One of CPR’s working hypotheses is that the payment reform models that will prove to be most successful long term at reducing costs and improving care quality will be those that put providers at financial risk while requiring transparent outcomes reporting. These arrangements allow providers to reap rewards for delivering care more efficiently, but also penalize providers for being inefficient, or for providing poor quality care; in short, both the carrot and the stick are key to changing behavior and creating lasting positive change. CPR has discussed this concept in The Payment Reform Landscape series here on Health Affairs Blog throughout this year.
A More Gradual Glide-Path Option
Yet not every provider system wanting to create an ACO will be able immediately to take on shared financial risk. For those systems, CPR and PBGH propose a “glide-path” that allows purchasers and providers to enter into an arrangement in which shared financial risk evolves over time.
Step one can include an ACO-type arrangement where providers receive fee-for-service payments with shared savings. This initial phase should be brief, and the ACO should achieve a minimum savings rate (e.g. 2 percent) before payers distribute any savings.
As step two, the purchaser and provider network system embark on a shared risk arrangement, where the provider can earn savings — or lose funding — based on performance, and where the provider stands to bear the risks of spending over budget. Of course identifying and agreeing to performance measures is a huge part of this process. Our ACO Toolkit contains recommended performance measures that are outcomes-oriented and patient-centered.
Finally, the ACO should transition to a population-based-payment model. In this phase, the ACO should receive a population-based payment using a predetermined amount based on the ACO’s expected costs. Underlying provider payment structures may include bundled payments or case-management fees in place of traditional fee-for-service payments that can be modified or reduced over time. This design incentivizes the ACO to practice “population management,” caring for specific populations of patients (e.g. those with chronic illness) while focusing on quality and efficiency.

☆ ☆ ☆

▶ _Required actions_:
A: List the three steps of the glide-path in the payment reform passage, in order, with a brief description of each.
B: For each statement, say whether it agrees with the payment reform passage, and quote the words that decide it.
(i) The first phase, with fee-for-service payments and shared savings, should last a long time.
(ii) Payers distribute savings only after the ACO reaches a minimum savings rate.
(iii) In the final phase, the ACO's population-based payment is based on its expected costs.
C: Transcribe the part of the payment reform passage that opens with the words "As step two, the" and closes with "outcomes-oriented and patient-centered.".

▶ _Information shown_:

☆ ☆ ☆

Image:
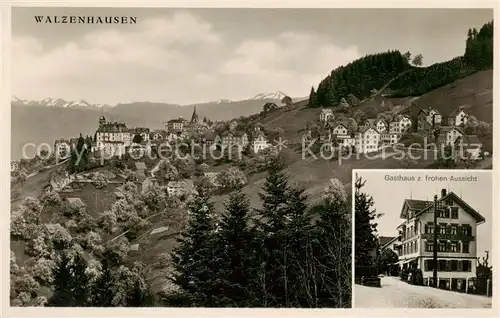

☆ ☆ ☆

▶ _Task responses_:
A:
1. Step one: an ACO-type arrangement in which providers receive fee-for-service payments with shared savings. This phase is brief, and the ACO must reach a minimum savings rate before payers distribute any savings.
2. Step two: a shared risk arrangement in which the provider can earn savings or lose funding based on performance and bears the risks of spending over budget.
3. Step three: a population-based-payment model in which the ACO receives a predetermined amount based on its expected costs.

B:
(i) No: "This initial phase should be brief"
(ii) Yes: "the ACO should achieve a minimum savings rate (e.g. 2 percent) before payers distribute any savings"
(iii) Yes: "using a predetermined amount based on the ACO’s expected costs"

C:
As step two, the purchaser and provider network system embark on a shared risk arrangement, where the provider can earn savings — or lose funding — based on performance, and where the provider stands to bear the risks of spending over budget. Of course identifying and agreeing to performance measures is a huge part of this process. Our ACO Toolkit contains recommended performance measures that are outcomes-oriented and patient-centered.